## THE PROBLEM
Transcribe word for word the lines spanning the line with "Identify each instance of the roll" through the end of the records.

## RECORDS FOR PROCESSING
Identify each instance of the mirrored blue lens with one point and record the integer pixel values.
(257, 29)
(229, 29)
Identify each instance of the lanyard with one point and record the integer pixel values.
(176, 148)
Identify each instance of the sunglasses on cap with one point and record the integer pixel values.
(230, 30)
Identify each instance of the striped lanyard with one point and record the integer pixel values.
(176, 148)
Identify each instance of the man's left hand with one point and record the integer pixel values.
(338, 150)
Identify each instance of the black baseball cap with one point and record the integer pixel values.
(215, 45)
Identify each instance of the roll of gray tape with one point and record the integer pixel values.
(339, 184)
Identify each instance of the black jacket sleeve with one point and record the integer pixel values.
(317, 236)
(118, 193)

## SOLUTION
Identify each instance of the roll of gray tape with one point and record the integer pixel values.
(339, 184)
Identify each instance of the black jacket sleeve with one point and record the integer pixel values.
(317, 236)
(118, 193)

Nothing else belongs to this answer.